- Page excerpt -
REPORT: Defunding Planned Parenthood Would Rob Thousands of Timely, Comprehensive Care

By Kenrya Rankin Sep 11, 2015

It’s been a tumultuous summer for Planned Parenthood (PP), as members of Congress threaten to hold the federal government’s budget hostage if it includes funding for the health care provider. In light of the threat, the Congressional Budget Office asked reproductive health and rights advocacy organization Guttmacher Institute to analyze previously compiled data to determine how defunding the organization would impact the 2.8 million people who use its services in the United States every year for everything from cancer-detecting Pap smears to abortions.

The analysis reveals that without Planned Parenthood, thousands of women would be left without comprehensive, timely care. Forty percent of the clinics are in areas where people of color are the primary residents. The average center serves a significantly larger volume of clients than county health departments and federally-qualified health centers, covering 36 percent of all women who turned to family planning health centers in 2010 (the latest year for which data was available). While the average PP works with 2, 950 clients seeking contraceptives each year, the average hospital center only touches 770 people. In 68 percent of the 491 counties where PP operates, the organization serves at least half of the women who seek care. And in 21 percent of the total counties, they are the only family planning center.


Other key findings reveal other ways that a significant decrease in funding would impact PP’s clients:

  • Timeliness of care. The average wait for an appointment at PP is 1.8 days, contrasted with 5.3 to 6.8 days at other agencies.
  • Access to reversible methods of birth control. Fully 91 percent of PP health center offer 10 of the available 13 reversible contraceptive methods, versus between 48 and 53 percent of sites operated by other types of agencies.
  • Reduced access to women whose care is subsidized by the government. Of the 19 million women who are in need of publicly supported contraceptive services, 12 million of them live in the counties where PP operates.

- Source information -
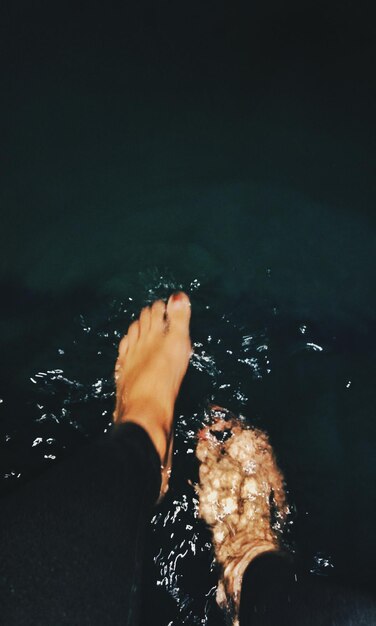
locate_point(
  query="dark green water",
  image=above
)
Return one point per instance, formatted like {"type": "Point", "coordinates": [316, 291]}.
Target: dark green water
{"type": "Point", "coordinates": [149, 151]}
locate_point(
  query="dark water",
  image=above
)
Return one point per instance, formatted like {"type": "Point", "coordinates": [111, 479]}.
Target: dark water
{"type": "Point", "coordinates": [228, 154]}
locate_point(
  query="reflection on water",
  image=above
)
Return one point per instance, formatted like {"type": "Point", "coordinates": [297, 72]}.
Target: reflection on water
{"type": "Point", "coordinates": [257, 364]}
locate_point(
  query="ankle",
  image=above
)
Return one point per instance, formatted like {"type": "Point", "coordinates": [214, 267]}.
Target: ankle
{"type": "Point", "coordinates": [153, 422]}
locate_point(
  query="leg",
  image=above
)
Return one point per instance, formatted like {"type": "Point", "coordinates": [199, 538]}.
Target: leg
{"type": "Point", "coordinates": [71, 541]}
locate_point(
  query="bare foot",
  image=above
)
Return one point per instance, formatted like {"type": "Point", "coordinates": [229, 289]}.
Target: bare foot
{"type": "Point", "coordinates": [153, 358]}
{"type": "Point", "coordinates": [239, 478]}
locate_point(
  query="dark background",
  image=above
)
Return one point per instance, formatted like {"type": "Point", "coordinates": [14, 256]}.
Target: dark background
{"type": "Point", "coordinates": [228, 148]}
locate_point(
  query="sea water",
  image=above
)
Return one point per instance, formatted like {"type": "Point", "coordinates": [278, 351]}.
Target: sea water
{"type": "Point", "coordinates": [298, 378]}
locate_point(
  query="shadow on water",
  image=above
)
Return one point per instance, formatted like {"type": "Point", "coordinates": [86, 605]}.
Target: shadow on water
{"type": "Point", "coordinates": [307, 381]}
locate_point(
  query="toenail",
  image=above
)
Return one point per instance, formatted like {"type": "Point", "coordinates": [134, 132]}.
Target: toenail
{"type": "Point", "coordinates": [177, 296]}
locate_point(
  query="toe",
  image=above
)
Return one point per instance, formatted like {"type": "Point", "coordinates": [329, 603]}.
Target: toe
{"type": "Point", "coordinates": [179, 311]}
{"type": "Point", "coordinates": [123, 347]}
{"type": "Point", "coordinates": [133, 333]}
{"type": "Point", "coordinates": [158, 311]}
{"type": "Point", "coordinates": [145, 321]}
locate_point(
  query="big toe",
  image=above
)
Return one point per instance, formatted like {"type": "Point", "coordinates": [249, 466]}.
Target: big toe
{"type": "Point", "coordinates": [179, 311]}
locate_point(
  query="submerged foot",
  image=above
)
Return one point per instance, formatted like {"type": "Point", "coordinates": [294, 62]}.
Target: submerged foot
{"type": "Point", "coordinates": [153, 359]}
{"type": "Point", "coordinates": [239, 482]}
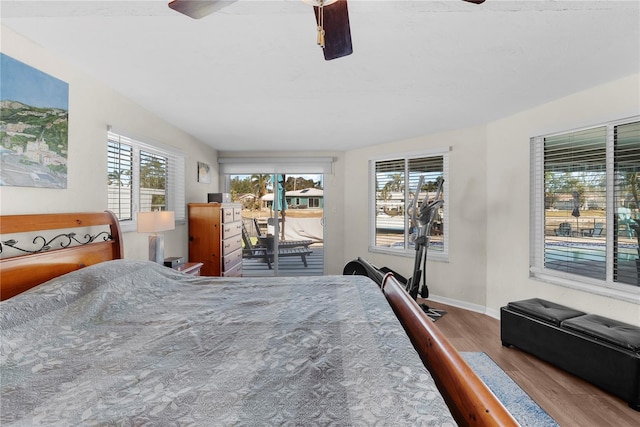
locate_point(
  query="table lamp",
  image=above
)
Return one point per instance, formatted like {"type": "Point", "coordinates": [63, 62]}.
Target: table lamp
{"type": "Point", "coordinates": [153, 222]}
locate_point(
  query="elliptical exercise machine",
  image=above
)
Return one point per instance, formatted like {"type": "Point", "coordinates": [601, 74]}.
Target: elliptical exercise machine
{"type": "Point", "coordinates": [421, 221]}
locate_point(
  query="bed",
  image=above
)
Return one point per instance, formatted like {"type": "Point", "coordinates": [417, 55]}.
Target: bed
{"type": "Point", "coordinates": [89, 338]}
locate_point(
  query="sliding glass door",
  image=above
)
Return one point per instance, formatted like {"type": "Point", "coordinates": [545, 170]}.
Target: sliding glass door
{"type": "Point", "coordinates": [283, 222]}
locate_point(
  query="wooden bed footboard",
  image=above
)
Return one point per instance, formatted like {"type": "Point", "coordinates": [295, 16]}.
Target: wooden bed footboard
{"type": "Point", "coordinates": [20, 273]}
{"type": "Point", "coordinates": [468, 398]}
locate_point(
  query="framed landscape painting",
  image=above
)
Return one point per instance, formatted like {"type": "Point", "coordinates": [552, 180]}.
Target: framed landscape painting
{"type": "Point", "coordinates": [34, 129]}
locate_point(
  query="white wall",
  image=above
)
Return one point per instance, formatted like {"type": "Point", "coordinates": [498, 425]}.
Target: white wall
{"type": "Point", "coordinates": [93, 106]}
{"type": "Point", "coordinates": [508, 195]}
{"type": "Point", "coordinates": [489, 204]}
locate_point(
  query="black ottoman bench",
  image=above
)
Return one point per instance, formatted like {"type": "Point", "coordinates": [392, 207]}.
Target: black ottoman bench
{"type": "Point", "coordinates": [602, 351]}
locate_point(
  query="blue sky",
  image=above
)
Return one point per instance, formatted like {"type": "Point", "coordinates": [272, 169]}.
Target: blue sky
{"type": "Point", "coordinates": [20, 82]}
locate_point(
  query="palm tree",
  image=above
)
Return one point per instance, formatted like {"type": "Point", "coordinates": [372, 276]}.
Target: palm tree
{"type": "Point", "coordinates": [259, 183]}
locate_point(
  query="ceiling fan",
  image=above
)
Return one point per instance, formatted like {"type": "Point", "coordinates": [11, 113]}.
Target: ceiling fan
{"type": "Point", "coordinates": [332, 19]}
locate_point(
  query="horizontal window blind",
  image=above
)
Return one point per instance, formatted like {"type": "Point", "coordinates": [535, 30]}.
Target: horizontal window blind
{"type": "Point", "coordinates": [395, 184]}
{"type": "Point", "coordinates": [584, 198]}
{"type": "Point", "coordinates": [626, 153]}
{"type": "Point", "coordinates": [155, 178]}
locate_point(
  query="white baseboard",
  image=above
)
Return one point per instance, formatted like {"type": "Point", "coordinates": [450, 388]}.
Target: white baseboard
{"type": "Point", "coordinates": [466, 305]}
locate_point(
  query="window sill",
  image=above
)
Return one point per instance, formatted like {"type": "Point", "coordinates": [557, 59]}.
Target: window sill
{"type": "Point", "coordinates": [627, 293]}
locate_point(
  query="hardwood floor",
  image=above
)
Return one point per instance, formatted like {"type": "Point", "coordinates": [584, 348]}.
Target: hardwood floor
{"type": "Point", "coordinates": [568, 399]}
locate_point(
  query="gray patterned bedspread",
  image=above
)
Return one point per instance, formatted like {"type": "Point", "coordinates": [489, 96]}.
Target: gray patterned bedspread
{"type": "Point", "coordinates": [135, 343]}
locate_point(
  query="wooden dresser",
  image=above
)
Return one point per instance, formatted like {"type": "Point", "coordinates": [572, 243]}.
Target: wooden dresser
{"type": "Point", "coordinates": [215, 238]}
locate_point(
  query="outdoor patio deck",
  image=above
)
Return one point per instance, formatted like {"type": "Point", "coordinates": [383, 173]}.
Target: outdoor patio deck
{"type": "Point", "coordinates": [288, 266]}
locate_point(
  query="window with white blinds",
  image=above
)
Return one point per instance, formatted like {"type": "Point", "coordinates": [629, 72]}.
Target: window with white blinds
{"type": "Point", "coordinates": [585, 204]}
{"type": "Point", "coordinates": [394, 183]}
{"type": "Point", "coordinates": [142, 178]}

- Problem 1 -
According to the Planned Parenthood report, what is the average wait for an appointment at Planned Parenthood?
- Problem 2 -
Reproduce the Planned Parenthood report word for word, everything from "Other key findings" down to "where PP operates.".

- Solution 1 -
1.8 days

- Solution 2 -
Other key findings reveal other ways that a significant decrease in funding would impact PP’s clients:

  • Timeliness of care. The average wait for an appointment at PP is 1.8 days, contrasted with 5.3 to 6.8 days at other agencies.
  • Access to reversible methods of birth control. Fully 91 percent of PP health center offer 10 of the available 13 reversible contraceptive methods, versus between 48 and 53 percent of sites operated by other types of agencies.
  • Reduced access to women whose care is subsidized by the government. Of the 19 million women who are in need of publicly supported contraceptive services, 12 million of them live in the counties where PP operates.